- _WORK INSTRUCTION_: Take the entries below and give them back exactly. Leave out nothing.

- _SUPPLIED RECORDS_:
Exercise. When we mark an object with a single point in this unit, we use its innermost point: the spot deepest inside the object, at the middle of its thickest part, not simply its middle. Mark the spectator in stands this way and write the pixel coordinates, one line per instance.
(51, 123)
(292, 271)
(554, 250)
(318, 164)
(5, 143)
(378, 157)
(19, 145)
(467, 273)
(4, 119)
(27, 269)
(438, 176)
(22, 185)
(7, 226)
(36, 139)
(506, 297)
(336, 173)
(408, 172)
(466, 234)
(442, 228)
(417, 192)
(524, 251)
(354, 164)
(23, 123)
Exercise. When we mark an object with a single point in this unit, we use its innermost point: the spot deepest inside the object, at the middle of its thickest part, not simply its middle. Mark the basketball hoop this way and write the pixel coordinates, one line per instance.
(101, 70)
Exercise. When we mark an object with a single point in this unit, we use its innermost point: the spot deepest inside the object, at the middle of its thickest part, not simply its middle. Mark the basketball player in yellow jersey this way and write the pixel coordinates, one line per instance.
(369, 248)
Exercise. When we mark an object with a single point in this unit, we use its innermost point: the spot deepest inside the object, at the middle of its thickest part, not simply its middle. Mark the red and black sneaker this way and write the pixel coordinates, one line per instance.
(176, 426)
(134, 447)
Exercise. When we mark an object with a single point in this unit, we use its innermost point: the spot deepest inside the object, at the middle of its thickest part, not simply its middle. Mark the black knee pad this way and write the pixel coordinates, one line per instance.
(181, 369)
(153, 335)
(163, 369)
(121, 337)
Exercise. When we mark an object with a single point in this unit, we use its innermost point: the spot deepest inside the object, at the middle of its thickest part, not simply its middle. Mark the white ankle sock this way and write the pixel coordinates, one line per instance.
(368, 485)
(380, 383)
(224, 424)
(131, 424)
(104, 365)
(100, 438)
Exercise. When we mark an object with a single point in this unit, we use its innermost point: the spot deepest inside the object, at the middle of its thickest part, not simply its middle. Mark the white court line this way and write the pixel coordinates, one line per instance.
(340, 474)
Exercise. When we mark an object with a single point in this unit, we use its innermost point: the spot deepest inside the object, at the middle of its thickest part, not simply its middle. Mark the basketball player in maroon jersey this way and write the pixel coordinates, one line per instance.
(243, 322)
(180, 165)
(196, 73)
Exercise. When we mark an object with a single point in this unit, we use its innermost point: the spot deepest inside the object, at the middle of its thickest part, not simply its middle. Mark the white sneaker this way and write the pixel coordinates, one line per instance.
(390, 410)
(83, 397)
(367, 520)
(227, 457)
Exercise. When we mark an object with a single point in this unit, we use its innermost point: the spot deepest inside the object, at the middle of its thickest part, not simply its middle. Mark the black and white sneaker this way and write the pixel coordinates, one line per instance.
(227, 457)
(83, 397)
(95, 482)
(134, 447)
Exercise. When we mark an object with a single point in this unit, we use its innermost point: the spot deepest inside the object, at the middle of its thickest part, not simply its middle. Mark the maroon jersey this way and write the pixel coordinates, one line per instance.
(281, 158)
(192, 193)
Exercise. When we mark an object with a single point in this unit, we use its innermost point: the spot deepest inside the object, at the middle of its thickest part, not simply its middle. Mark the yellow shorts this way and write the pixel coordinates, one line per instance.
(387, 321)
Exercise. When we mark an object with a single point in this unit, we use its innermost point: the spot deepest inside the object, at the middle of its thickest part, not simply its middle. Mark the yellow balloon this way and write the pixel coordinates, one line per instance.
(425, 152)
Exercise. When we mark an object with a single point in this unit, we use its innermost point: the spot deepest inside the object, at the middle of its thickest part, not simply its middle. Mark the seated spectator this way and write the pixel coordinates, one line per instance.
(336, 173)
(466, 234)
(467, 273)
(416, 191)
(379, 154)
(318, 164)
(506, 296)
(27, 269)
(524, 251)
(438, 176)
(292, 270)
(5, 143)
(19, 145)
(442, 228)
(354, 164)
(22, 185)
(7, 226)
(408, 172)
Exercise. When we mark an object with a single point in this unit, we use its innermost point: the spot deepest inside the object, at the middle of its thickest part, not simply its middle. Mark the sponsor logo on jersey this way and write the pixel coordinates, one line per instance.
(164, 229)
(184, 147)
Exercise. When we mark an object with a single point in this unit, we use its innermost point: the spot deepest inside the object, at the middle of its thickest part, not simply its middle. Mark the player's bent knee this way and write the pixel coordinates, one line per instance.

- _ANSWER TO THIS TASK_:
Exercise. When we mark an object with a single point in this unit, we use its innermost point: the spot deepest inside the object, at the middle of its thickest part, not simply its middle. Mark the spectator in stands this way and write the pixel coordinates, one line per instance.
(51, 123)
(292, 271)
(554, 250)
(318, 164)
(5, 143)
(378, 157)
(19, 145)
(467, 273)
(4, 119)
(27, 269)
(438, 176)
(22, 185)
(7, 226)
(36, 139)
(506, 297)
(336, 173)
(408, 172)
(466, 234)
(442, 228)
(417, 192)
(524, 251)
(354, 164)
(23, 123)
Exercise. When we mark an object with a single point in this unit, we use its innermost point: the spot deepest inside the object, at the middle of its thickest part, not simply its middle. Mark the basketball hoop this way and write the pixel coordinates, one line per instance.
(101, 70)
Exercise. When we mark an object with a single point in this unit, we use its innermost point: the spot deepest inside the object, at the middle of its thickest part, not simply its middle. Mark the basketball player in yellow jersey this way and write the pixel coordinates, one line per instance.
(369, 248)
Exercise. When we mark an object with a single point in this unit, we use its innermost point: the spot deepest inside the object, at the middle of its thickest part, not simply its middle. Mark the red and black sneaker this way and write the pixel coordinates, one line per instance.
(176, 426)
(134, 447)
Exercise. When we mark an object with a single point in this unit, we use its innermost point: the spot deepest inside the object, at the middle of its thickest part, not simply its middle. Mark the black knee pad this way and write the pixel coordinates, one line per instance.
(181, 369)
(153, 335)
(163, 369)
(121, 337)
Exercise. When we mark an object with a single point in this unit, we use its innermost point: the spot deepest inside the object, at the middle of its thickest part, not simply its middle. Mark the white ankle sock this way and write the pixel coordinates, one line per instance.
(368, 485)
(380, 383)
(224, 424)
(131, 424)
(104, 365)
(100, 438)
Exercise. When we mark an object with a single point in this unit, we use its innermost point: the spot deepest inside the object, at the middle of its thickest part, not simply its middle. Mark the white court line this way and write the pixel coordinates, one line per instance.
(340, 474)
Exercise. When we mark an object with a single point in this unit, we use its innermost point: the spot deepest inside the object, at the middle of its thickest part, not simply its middle. Mark the basketball player in maroon jersey this way and write the pixel coordinates, one line per instance.
(243, 322)
(180, 165)
(196, 73)
Exercise. When we mark an object with a single point in this unit, we use its innermost point: the spot deepest inside the object, at the middle of its thickest part, not simply its middle. Mark the white sneaker this way and write the pixel coordinates, one line per instance.
(390, 410)
(83, 397)
(367, 520)
(227, 457)
Exercise. When we mark an object with a single point in this unit, we use its innermost point: the spot deepest inside the object, at the middle of its thickest part, not simply its middle. Mark the black and white sneaker this way and write the pixel coordinates, one line per instance.
(227, 457)
(83, 397)
(95, 482)
(134, 447)
Exercise. When we mark an object with a single point in this unit, we use its innermost point: the spot deepest inside the object, at the middle of its thickest part, not simply its middle. Mark the maroon jersey this way and write the pixel coordinates, one line per instance.
(281, 158)
(192, 193)
Exercise. When we mark an object with a single point in this unit, we use its innermost point: the spot deepest inside the object, at the middle of its thickest part, not simply its middle. Mark the yellow shorts this way and write the pixel coordinates, one line per instance.
(387, 321)
Exercise. When we mark an object with a single point in this unit, we use its innermost point: the spot deepest inside the object, at the middle of its thickest part, not simply its middle. Mark the yellow balloon this way and write the pixel coordinates, one line per instance.
(425, 152)
Exercise. When we mark an object with a single point in this unit, we use its innermost point: the spot deepest inside the object, at the middle of its thickest part, not simply its middle. Mark the seated spectator this way and write the pixel coordinates, one line per instance.
(336, 173)
(466, 234)
(467, 273)
(416, 191)
(379, 154)
(318, 164)
(506, 296)
(27, 269)
(524, 251)
(438, 176)
(292, 270)
(5, 143)
(19, 145)
(442, 228)
(354, 164)
(22, 185)
(7, 226)
(408, 172)
Exercise. When we mark an object with a single point in this unit, we use its innermost point: the spot deepest inside the object, at the middle of its thickest part, not simply its middle. Mark the sponsor logo on jersey this way and write the pixel coordinates, one line per instance.
(164, 229)
(184, 147)
Exercise. When we mark an object with a single point in this unit, we use its innermost point: the spot deepest inside the object, at the middle of its thickest part, not simply its middle. Mark the player's bent knee this way and write the pixel coordinates, one line per instance.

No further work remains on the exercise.